# [WHAT THE TASK REQUIRES]
In the listing below, how many lines contain the string "collar"? Case matters, and reply with only the number.

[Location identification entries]
- - - -

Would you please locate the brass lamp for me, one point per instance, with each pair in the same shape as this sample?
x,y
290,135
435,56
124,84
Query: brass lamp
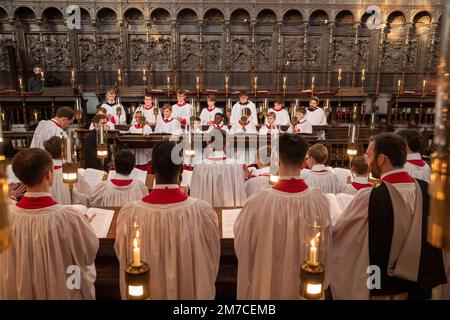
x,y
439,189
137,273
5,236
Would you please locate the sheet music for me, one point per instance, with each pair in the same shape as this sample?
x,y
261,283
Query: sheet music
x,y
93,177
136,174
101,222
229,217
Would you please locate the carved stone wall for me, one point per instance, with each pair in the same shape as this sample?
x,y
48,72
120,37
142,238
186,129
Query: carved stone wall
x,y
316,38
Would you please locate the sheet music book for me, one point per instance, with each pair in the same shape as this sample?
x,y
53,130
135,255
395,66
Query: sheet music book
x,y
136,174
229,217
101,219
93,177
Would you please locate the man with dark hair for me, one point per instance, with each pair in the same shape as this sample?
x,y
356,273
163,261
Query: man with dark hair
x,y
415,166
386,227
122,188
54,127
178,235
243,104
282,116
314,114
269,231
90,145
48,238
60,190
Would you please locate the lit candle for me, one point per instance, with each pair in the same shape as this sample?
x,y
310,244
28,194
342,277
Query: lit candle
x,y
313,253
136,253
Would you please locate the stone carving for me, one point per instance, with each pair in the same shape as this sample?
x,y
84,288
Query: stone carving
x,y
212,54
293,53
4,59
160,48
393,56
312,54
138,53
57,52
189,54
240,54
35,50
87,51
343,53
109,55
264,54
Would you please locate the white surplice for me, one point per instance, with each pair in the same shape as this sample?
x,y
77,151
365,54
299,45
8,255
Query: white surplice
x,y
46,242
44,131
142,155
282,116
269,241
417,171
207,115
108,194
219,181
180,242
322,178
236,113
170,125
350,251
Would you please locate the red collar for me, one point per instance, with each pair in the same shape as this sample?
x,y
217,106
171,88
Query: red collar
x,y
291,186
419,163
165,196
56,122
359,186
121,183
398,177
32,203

- - - -

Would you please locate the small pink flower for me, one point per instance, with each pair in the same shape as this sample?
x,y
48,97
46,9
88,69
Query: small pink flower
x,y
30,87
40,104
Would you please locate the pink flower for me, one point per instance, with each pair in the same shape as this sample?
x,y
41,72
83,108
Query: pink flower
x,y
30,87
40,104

- - - -

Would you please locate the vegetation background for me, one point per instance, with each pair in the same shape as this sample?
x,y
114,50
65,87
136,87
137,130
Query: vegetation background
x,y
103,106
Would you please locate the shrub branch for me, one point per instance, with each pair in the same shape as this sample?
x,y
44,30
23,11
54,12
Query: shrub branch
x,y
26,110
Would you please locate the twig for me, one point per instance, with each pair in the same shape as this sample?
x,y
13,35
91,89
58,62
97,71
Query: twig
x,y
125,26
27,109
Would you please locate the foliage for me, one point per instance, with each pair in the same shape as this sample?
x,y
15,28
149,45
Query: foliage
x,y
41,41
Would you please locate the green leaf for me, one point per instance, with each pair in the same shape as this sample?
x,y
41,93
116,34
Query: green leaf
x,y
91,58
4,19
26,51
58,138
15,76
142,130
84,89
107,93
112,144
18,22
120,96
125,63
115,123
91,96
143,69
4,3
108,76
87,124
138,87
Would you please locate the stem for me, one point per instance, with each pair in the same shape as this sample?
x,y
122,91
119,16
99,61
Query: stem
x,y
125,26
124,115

- - - -

# [TASK OUTPUT]
2